PROBLEM TO SOLVE:
Reproduce the mailing list post on the POC verification process word for word, in full.

PASSAGE:
::::

[ppml] POC verification process

william at elan.net william at elan.net
Wed Aug 13 19:46:36 EDT 2003

I meant and not /1 and /2. Sorry about mistype.

On Wed, 13 Aug 2003 william at elan.net wrote:

> Overall this situation seems to indicate that we need additional ip blocks 
> to be reserved as non-routabled ip space (that everybody would also knew 
> about and would filter at the router level). I'd say /1 and /2 are good 
> choices for it. The idea would be to specify that 10.x is to be used for 
> LAN while /1 or /2 is said to be used for WAN (meaning global scale) 
> private networks. In addition somebody can keep track of all these private 
> "WANs" and registries involved (like we already have WIANA discussed before)
> so that different industries not start to have duplicate private network 
> operators (or if they do so we at least knew who they are).

::::

(Shape annotation entries)
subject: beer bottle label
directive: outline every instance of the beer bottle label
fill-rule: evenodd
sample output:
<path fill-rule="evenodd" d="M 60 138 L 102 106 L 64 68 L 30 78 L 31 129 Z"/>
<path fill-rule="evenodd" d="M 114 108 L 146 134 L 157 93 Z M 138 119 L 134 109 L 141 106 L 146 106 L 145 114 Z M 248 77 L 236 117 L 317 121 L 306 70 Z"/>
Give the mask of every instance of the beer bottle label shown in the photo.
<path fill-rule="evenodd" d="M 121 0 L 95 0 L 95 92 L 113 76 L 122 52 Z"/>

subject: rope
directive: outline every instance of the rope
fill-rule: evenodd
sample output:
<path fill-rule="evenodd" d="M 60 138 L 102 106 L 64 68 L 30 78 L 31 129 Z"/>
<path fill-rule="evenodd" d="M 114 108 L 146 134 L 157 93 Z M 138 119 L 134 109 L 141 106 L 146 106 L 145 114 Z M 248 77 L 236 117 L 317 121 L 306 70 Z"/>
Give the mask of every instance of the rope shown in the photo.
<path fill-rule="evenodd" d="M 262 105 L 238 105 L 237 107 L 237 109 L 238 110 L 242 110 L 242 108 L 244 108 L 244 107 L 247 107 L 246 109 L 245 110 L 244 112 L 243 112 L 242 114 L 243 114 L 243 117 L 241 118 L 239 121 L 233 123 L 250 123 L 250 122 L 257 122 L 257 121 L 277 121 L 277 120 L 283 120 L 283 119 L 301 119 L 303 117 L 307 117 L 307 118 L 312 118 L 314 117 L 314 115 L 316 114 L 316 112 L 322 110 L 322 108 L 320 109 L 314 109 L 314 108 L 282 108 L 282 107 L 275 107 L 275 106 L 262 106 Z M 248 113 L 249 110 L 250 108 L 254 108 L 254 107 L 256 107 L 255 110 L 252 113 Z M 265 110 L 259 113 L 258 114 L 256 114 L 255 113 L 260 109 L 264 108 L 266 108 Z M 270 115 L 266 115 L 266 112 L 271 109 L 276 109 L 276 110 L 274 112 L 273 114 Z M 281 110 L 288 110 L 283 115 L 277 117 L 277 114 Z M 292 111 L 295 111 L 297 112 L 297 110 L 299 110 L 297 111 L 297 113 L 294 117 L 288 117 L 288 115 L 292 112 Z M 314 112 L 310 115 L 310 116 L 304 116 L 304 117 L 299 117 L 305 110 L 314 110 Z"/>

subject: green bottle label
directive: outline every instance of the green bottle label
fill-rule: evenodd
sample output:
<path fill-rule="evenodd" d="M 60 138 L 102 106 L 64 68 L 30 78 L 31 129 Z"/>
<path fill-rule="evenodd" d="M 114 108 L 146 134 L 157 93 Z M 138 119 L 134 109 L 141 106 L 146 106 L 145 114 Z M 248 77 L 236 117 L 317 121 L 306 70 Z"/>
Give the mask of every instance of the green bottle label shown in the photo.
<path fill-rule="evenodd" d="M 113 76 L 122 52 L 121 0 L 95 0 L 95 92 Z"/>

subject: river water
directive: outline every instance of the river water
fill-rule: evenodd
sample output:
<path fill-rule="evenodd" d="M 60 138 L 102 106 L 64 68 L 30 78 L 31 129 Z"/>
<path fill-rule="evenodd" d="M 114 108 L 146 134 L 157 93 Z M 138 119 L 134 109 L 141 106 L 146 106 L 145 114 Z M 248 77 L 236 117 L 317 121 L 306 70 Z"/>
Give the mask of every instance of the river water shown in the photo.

::::

TASK OUTPUT:
[ppml] POC verification process

william at elan.net william at elan.net
Wed Aug 13 19:46:36 EDT 2003

I meant and not /1 and /2. Sorry about mistype.

On Wed, 13 Aug 2003 william at elan.net wrote:

> Overall this situation seems to indicate that we need additional ip blocks 
> to be reserved as non-routabled ip space (that everybody would also knew 
> about and would filter at the router level). I'd say /1 and /2 are good 
> choices for it. The idea would be to specify that 10.x is to be used for 
> LAN while /1 or /2 is said to be used for WAN (meaning global scale) 
> private networks. In addition somebody can keep track of all these private 
> "WANs" and registries involved (like we already have WIANA discussed before)
> so that different industries not start to have duplicate private network 
> operators (or if they do so we at least knew who they are).